— BEGIN —

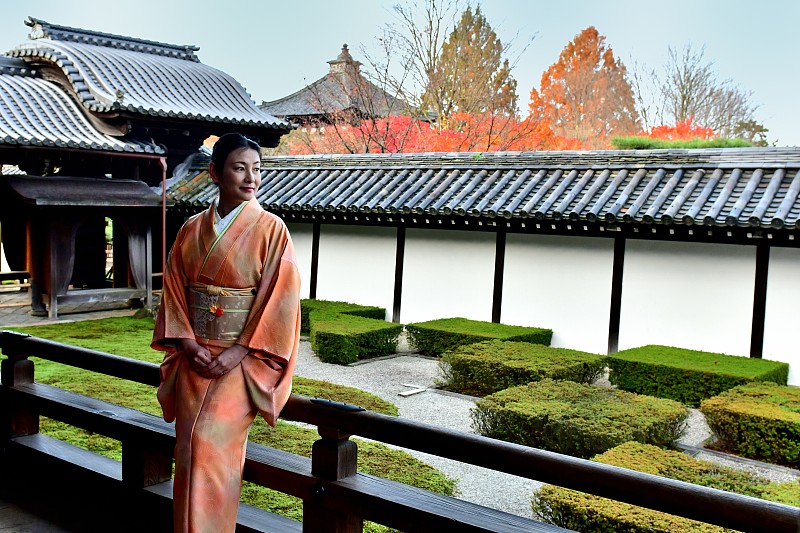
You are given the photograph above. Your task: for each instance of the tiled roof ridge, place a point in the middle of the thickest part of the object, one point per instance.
(572, 158)
(43, 29)
(16, 67)
(265, 104)
(64, 56)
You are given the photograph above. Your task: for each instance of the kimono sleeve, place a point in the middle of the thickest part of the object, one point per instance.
(274, 322)
(172, 321)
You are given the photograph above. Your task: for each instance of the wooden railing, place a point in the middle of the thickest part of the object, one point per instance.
(336, 498)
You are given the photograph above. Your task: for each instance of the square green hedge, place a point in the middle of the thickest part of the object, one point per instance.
(342, 333)
(688, 376)
(759, 420)
(332, 308)
(592, 514)
(438, 336)
(486, 367)
(577, 419)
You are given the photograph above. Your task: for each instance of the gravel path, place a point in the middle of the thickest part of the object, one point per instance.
(389, 376)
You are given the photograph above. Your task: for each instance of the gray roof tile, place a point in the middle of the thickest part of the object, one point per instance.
(36, 112)
(112, 73)
(747, 187)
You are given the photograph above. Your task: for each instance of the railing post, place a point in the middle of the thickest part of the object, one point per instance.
(143, 466)
(17, 369)
(333, 457)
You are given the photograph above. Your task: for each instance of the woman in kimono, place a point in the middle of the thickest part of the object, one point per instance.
(229, 321)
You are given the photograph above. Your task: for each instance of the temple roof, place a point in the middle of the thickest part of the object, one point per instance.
(68, 191)
(112, 73)
(36, 112)
(344, 88)
(742, 187)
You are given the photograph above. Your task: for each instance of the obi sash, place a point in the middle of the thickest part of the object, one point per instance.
(219, 313)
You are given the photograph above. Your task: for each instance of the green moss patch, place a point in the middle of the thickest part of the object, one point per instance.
(487, 367)
(577, 419)
(688, 376)
(760, 420)
(435, 337)
(592, 514)
(131, 337)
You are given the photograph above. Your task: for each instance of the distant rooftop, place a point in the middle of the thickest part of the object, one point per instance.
(344, 88)
(732, 187)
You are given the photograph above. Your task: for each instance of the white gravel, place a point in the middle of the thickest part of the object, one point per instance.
(387, 377)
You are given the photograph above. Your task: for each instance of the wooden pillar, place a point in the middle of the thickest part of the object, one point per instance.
(61, 260)
(17, 369)
(312, 284)
(399, 261)
(143, 467)
(499, 268)
(616, 294)
(34, 264)
(333, 457)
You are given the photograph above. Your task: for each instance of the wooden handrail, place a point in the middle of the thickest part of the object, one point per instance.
(337, 422)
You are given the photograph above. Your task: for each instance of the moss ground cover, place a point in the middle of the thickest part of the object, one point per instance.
(760, 420)
(593, 514)
(131, 337)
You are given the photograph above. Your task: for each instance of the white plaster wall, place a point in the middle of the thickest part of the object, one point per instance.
(690, 295)
(447, 274)
(302, 237)
(781, 341)
(561, 283)
(356, 264)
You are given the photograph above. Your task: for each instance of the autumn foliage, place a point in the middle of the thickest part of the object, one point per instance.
(585, 94)
(466, 132)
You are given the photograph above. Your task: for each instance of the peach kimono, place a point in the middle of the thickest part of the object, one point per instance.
(213, 416)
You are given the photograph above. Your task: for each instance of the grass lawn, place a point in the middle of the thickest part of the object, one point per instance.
(130, 337)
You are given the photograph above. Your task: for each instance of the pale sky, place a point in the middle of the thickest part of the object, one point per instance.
(275, 48)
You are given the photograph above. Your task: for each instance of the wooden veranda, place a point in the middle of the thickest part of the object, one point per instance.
(135, 494)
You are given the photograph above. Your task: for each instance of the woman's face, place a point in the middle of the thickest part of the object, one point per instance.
(239, 179)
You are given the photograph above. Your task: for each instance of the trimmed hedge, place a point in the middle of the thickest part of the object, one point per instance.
(688, 376)
(435, 337)
(758, 420)
(577, 419)
(332, 308)
(486, 367)
(342, 333)
(592, 514)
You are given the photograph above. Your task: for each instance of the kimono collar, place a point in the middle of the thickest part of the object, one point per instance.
(217, 247)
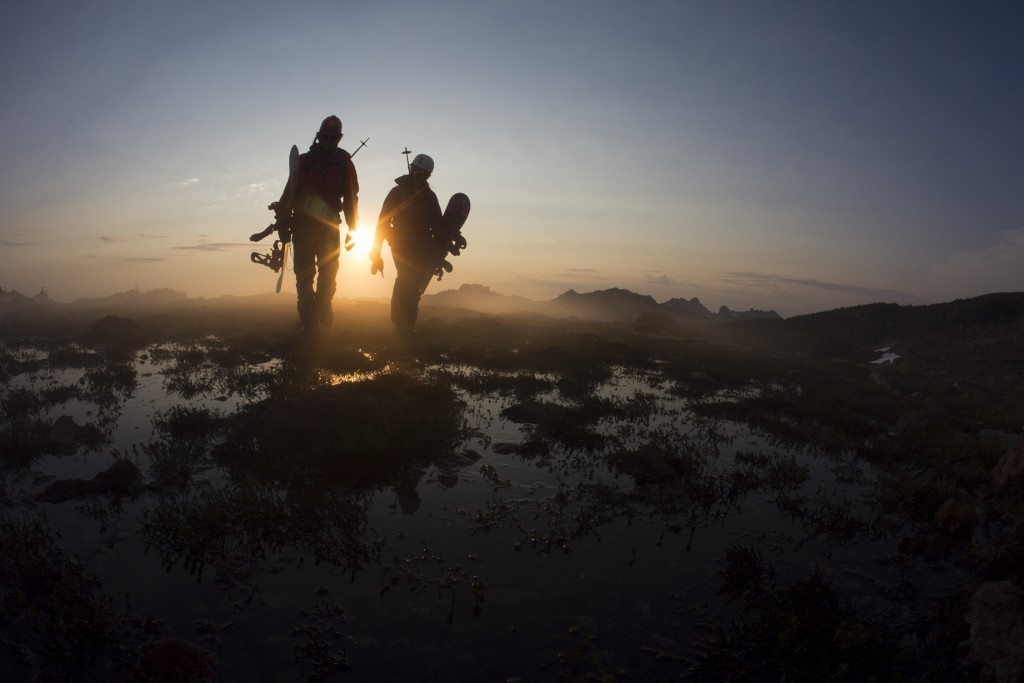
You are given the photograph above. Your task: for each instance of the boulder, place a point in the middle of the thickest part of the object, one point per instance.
(1009, 472)
(646, 465)
(955, 520)
(996, 622)
(66, 435)
(121, 478)
(531, 413)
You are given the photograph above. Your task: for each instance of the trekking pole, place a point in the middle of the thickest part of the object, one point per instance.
(363, 143)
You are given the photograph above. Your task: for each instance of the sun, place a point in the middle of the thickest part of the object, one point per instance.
(364, 241)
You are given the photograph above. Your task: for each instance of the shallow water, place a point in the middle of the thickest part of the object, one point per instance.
(509, 565)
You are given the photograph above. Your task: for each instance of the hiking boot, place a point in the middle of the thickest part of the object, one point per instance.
(326, 315)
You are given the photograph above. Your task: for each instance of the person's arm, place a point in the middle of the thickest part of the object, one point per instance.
(351, 203)
(382, 230)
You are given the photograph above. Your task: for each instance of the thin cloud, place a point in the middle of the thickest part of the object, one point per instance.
(214, 247)
(125, 259)
(763, 281)
(662, 280)
(995, 268)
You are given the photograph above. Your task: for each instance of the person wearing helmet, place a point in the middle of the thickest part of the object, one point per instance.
(327, 186)
(408, 219)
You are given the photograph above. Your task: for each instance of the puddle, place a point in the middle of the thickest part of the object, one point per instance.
(586, 543)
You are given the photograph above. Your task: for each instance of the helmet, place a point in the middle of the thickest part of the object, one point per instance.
(331, 126)
(423, 163)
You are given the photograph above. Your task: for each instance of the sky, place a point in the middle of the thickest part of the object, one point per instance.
(788, 156)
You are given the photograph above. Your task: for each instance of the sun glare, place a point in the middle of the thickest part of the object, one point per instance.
(364, 241)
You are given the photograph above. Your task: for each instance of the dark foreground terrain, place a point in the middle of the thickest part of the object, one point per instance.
(193, 492)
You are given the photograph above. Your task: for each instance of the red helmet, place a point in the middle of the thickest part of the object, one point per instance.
(331, 126)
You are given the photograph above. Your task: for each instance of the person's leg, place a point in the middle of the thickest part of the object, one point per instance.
(404, 296)
(327, 273)
(421, 275)
(304, 260)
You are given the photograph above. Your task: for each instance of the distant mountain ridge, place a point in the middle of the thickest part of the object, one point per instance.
(611, 305)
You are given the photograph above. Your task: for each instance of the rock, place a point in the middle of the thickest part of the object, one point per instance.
(705, 382)
(531, 413)
(65, 489)
(646, 465)
(66, 434)
(1009, 472)
(996, 625)
(121, 478)
(505, 447)
(955, 520)
(933, 547)
(174, 662)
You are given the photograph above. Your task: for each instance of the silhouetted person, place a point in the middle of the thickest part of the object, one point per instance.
(409, 218)
(327, 186)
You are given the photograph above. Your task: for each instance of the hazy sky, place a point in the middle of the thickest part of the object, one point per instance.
(796, 156)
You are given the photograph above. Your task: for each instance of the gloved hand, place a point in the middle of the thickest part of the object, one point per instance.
(376, 262)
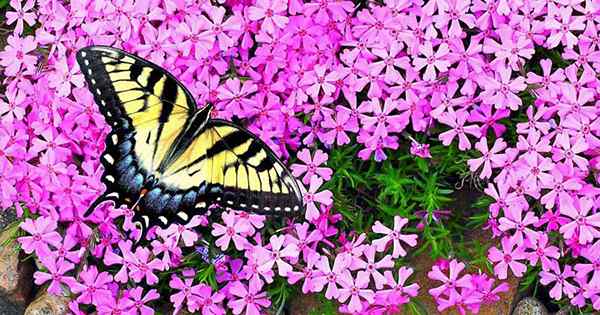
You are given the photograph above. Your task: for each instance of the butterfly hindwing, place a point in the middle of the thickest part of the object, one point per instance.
(168, 157)
(239, 171)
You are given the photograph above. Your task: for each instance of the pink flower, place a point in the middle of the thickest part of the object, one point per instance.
(312, 166)
(43, 233)
(561, 285)
(501, 91)
(432, 60)
(456, 120)
(371, 268)
(230, 231)
(394, 236)
(399, 293)
(332, 276)
(92, 288)
(355, 289)
(144, 267)
(21, 15)
(237, 99)
(311, 197)
(275, 256)
(451, 282)
(248, 298)
(542, 251)
(271, 13)
(514, 220)
(490, 158)
(584, 226)
(15, 55)
(317, 80)
(56, 273)
(140, 300)
(561, 25)
(508, 257)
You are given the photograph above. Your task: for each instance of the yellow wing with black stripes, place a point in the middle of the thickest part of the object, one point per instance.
(168, 157)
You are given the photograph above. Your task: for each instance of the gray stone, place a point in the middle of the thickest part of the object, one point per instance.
(530, 306)
(7, 307)
(7, 217)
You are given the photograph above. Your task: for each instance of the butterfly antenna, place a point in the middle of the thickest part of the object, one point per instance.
(96, 203)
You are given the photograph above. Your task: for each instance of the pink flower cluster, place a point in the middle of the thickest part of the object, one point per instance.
(305, 75)
(467, 292)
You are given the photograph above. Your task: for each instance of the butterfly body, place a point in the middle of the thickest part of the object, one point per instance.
(166, 157)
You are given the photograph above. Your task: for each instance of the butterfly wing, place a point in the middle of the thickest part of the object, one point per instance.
(168, 155)
(239, 171)
(148, 110)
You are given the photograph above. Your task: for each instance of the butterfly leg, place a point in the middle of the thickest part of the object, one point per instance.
(100, 200)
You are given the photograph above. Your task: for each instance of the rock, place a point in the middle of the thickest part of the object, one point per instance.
(48, 304)
(422, 265)
(7, 217)
(530, 306)
(16, 275)
(7, 307)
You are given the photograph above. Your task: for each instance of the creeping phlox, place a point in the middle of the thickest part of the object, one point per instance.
(310, 75)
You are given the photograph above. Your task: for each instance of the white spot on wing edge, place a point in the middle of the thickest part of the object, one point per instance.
(183, 215)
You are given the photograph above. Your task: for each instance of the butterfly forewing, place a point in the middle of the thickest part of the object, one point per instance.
(168, 156)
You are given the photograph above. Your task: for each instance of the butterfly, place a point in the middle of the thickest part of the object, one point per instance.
(166, 158)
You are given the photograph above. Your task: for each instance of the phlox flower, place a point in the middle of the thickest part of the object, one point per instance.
(485, 286)
(490, 157)
(144, 266)
(399, 292)
(463, 299)
(592, 255)
(501, 90)
(583, 225)
(187, 292)
(270, 12)
(235, 98)
(125, 261)
(21, 15)
(305, 239)
(514, 220)
(309, 273)
(562, 26)
(92, 287)
(332, 276)
(338, 127)
(357, 290)
(394, 236)
(432, 60)
(311, 197)
(312, 166)
(561, 285)
(452, 281)
(56, 273)
(115, 305)
(420, 149)
(183, 232)
(509, 257)
(16, 55)
(139, 300)
(542, 251)
(275, 256)
(370, 268)
(456, 120)
(43, 233)
(222, 30)
(318, 80)
(248, 298)
(451, 14)
(232, 230)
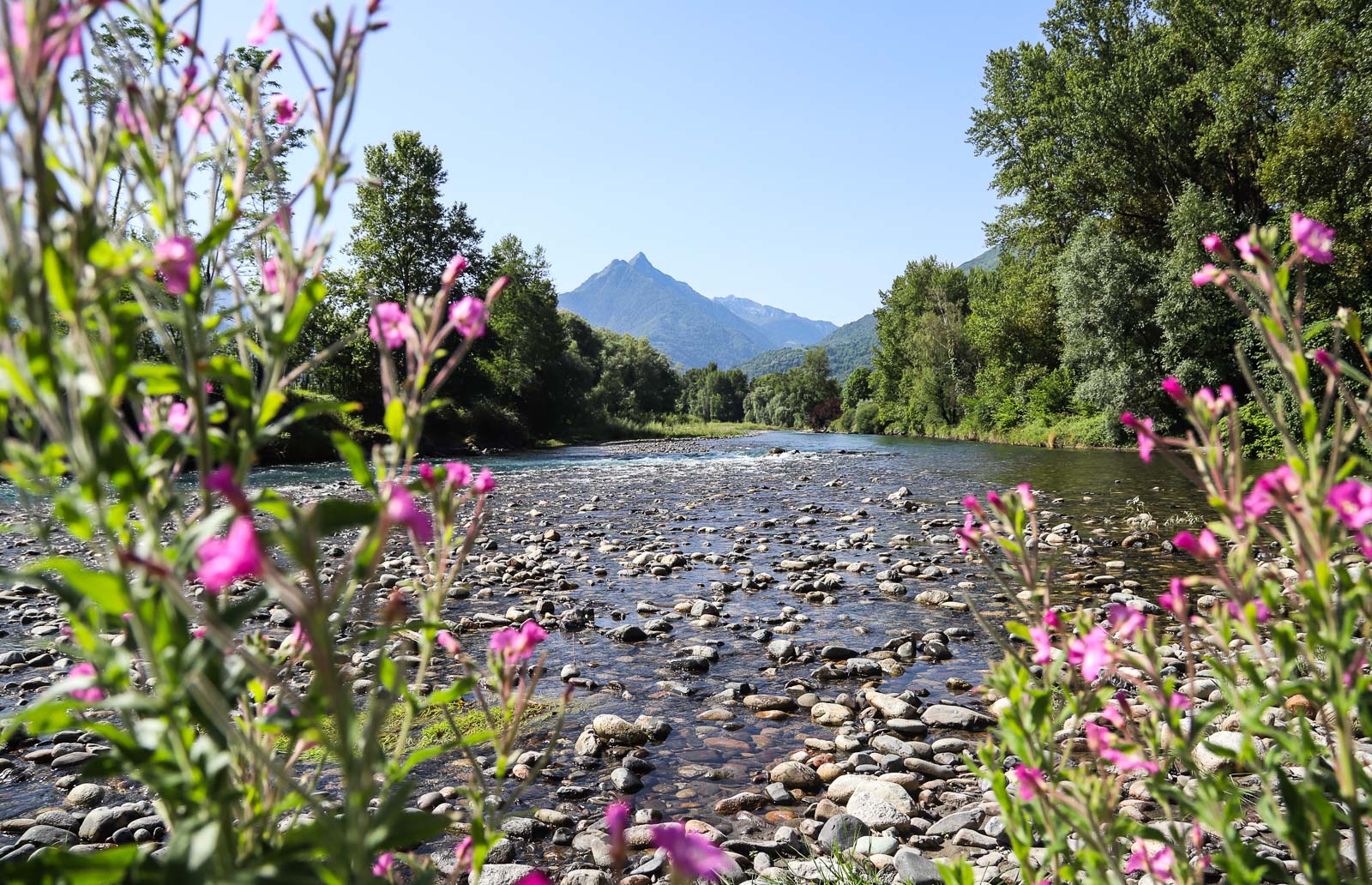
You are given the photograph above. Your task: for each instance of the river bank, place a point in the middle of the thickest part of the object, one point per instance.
(751, 638)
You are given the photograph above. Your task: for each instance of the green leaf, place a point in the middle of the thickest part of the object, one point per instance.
(395, 420)
(333, 515)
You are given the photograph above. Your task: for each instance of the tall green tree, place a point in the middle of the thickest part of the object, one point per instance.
(404, 235)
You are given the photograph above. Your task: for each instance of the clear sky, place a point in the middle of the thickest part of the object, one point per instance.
(797, 154)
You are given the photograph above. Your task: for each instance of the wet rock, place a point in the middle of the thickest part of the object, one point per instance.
(796, 775)
(950, 717)
(617, 731)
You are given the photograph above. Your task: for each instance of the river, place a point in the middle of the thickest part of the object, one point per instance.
(741, 501)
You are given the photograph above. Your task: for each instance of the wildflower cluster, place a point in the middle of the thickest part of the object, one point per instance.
(1122, 729)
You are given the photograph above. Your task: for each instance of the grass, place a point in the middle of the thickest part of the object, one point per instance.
(431, 727)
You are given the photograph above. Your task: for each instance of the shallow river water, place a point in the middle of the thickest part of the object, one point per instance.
(703, 501)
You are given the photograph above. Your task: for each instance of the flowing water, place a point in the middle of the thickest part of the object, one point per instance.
(692, 503)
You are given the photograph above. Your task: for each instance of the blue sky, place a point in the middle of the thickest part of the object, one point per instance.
(797, 154)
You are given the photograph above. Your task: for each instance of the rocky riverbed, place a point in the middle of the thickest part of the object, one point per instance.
(767, 637)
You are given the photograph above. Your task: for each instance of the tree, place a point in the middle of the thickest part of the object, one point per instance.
(402, 233)
(921, 365)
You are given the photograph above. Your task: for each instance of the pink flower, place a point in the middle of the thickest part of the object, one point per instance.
(298, 641)
(1143, 427)
(91, 693)
(1207, 274)
(967, 535)
(272, 274)
(1091, 653)
(456, 265)
(1157, 864)
(535, 877)
(226, 560)
(459, 473)
(283, 109)
(514, 645)
(463, 854)
(617, 822)
(132, 120)
(1312, 239)
(1175, 600)
(1042, 645)
(1125, 621)
(1173, 388)
(1283, 484)
(1031, 781)
(401, 509)
(176, 257)
(692, 855)
(390, 326)
(268, 21)
(178, 418)
(468, 317)
(1205, 546)
(1351, 500)
(201, 110)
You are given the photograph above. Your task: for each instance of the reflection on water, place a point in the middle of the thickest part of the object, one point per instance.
(692, 503)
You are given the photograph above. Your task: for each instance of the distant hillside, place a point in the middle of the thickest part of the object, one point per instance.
(785, 328)
(637, 298)
(985, 261)
(850, 346)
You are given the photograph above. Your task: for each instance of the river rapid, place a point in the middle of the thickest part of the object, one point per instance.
(717, 518)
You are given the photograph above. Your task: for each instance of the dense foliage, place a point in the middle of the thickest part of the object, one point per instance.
(806, 397)
(1237, 703)
(1132, 129)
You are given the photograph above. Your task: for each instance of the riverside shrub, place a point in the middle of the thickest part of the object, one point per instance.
(1156, 738)
(144, 363)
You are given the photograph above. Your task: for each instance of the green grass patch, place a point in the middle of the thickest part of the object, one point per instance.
(436, 726)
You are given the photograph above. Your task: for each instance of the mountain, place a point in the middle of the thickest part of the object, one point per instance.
(985, 261)
(637, 298)
(850, 346)
(786, 328)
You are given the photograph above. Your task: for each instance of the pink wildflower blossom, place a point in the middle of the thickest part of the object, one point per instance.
(283, 109)
(468, 317)
(692, 855)
(226, 560)
(1031, 781)
(268, 22)
(514, 645)
(1157, 864)
(91, 693)
(390, 326)
(1312, 239)
(1091, 653)
(401, 509)
(176, 257)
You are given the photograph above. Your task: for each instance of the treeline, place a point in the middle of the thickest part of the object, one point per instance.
(539, 372)
(1122, 139)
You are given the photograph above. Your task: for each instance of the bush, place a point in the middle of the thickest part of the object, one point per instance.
(1241, 667)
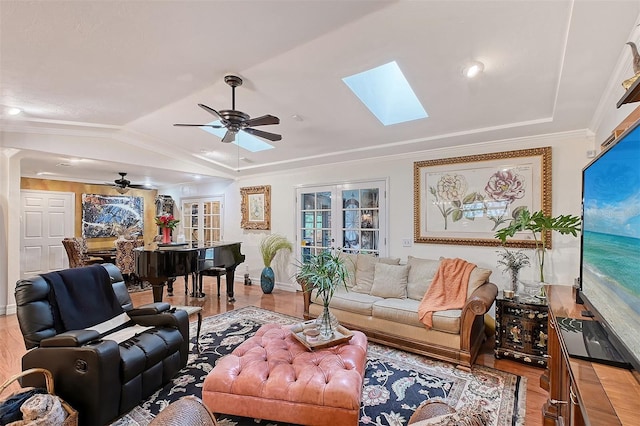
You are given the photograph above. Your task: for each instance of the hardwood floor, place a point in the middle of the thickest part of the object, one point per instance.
(12, 345)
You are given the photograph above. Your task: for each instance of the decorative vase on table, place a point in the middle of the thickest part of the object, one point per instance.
(327, 323)
(166, 235)
(267, 280)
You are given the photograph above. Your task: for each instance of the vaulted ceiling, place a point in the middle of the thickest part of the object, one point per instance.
(105, 80)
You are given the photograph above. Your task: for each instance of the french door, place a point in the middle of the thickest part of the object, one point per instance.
(202, 220)
(351, 216)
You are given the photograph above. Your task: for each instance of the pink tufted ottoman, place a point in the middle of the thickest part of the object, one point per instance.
(272, 376)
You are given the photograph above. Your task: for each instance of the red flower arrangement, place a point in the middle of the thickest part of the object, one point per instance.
(167, 221)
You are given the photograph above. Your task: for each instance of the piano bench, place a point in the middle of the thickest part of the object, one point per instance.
(210, 272)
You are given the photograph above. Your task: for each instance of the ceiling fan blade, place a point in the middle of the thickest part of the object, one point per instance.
(265, 120)
(265, 135)
(229, 137)
(215, 126)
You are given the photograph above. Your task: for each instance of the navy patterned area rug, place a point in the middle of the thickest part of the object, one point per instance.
(395, 384)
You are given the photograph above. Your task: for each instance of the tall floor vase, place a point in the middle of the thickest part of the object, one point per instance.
(267, 280)
(166, 235)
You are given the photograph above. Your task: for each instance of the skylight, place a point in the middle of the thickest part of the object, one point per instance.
(387, 94)
(243, 140)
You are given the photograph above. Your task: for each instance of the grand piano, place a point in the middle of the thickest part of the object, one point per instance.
(162, 265)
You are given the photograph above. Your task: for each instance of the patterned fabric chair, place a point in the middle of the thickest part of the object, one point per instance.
(125, 258)
(77, 252)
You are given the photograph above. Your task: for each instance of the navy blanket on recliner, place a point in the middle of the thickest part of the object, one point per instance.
(78, 308)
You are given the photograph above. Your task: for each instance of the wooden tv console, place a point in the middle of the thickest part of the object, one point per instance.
(583, 392)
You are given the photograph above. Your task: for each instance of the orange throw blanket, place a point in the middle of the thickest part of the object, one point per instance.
(448, 290)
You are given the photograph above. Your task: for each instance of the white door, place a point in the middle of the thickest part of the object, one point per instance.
(47, 217)
(202, 220)
(350, 216)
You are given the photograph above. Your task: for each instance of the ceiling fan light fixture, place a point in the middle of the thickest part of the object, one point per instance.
(473, 69)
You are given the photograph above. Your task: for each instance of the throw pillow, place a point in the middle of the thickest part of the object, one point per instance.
(365, 270)
(350, 262)
(477, 277)
(421, 273)
(390, 281)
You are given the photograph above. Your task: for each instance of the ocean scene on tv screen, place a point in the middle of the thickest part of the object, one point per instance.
(611, 237)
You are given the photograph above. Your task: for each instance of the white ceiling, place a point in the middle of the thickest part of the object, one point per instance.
(107, 79)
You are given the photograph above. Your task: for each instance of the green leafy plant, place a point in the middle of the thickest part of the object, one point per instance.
(511, 262)
(540, 226)
(270, 245)
(323, 272)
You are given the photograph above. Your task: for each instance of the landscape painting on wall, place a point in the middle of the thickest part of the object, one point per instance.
(104, 215)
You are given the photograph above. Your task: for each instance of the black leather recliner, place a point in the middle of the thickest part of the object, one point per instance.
(102, 370)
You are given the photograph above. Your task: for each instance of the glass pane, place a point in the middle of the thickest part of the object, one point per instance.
(307, 219)
(370, 240)
(351, 219)
(307, 237)
(370, 198)
(324, 200)
(326, 238)
(324, 220)
(351, 199)
(367, 219)
(308, 201)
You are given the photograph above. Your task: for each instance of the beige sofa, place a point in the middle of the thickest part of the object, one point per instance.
(382, 300)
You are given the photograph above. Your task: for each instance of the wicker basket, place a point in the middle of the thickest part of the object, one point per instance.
(72, 418)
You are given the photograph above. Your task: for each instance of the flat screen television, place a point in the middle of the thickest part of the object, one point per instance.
(610, 242)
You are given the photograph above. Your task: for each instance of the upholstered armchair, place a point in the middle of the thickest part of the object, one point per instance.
(76, 249)
(105, 355)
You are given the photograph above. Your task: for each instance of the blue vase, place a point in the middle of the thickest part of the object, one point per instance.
(267, 280)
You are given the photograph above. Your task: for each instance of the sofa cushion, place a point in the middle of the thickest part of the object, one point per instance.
(358, 303)
(390, 281)
(350, 262)
(365, 270)
(477, 277)
(405, 311)
(421, 273)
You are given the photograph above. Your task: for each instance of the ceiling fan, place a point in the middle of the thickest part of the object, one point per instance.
(235, 121)
(123, 184)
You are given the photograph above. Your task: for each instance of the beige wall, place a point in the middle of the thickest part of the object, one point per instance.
(150, 229)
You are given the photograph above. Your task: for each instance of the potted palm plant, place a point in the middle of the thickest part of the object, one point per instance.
(269, 247)
(323, 273)
(511, 262)
(540, 226)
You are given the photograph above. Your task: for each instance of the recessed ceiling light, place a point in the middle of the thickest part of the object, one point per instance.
(473, 69)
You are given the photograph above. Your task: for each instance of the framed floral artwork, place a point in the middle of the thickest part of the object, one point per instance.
(464, 200)
(256, 207)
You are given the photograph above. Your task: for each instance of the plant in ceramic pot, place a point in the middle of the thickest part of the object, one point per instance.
(540, 226)
(511, 262)
(269, 247)
(323, 273)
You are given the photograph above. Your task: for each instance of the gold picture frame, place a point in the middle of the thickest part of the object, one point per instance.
(464, 200)
(256, 207)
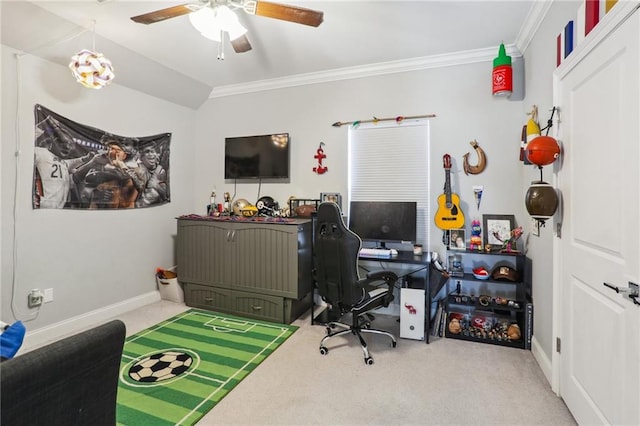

— END —

### What the exercise asks
Revise the listing from the line containing "the treeline, place" down to the line containing "(1241, 667)", replacing "thickest part" with "widest part" and keeping every other part of those lines unchanged.

### Task answer
You are given the photograph above. Your task: for each instance of the treeline, place a point in the middle of the widest part of the object, one point per instance.
(539, 372)
(1122, 139)
You are given the photograph above. Your task: for each instance of the bush, place a point in the middle of the widest part of the object, one point per instance.
(1241, 667)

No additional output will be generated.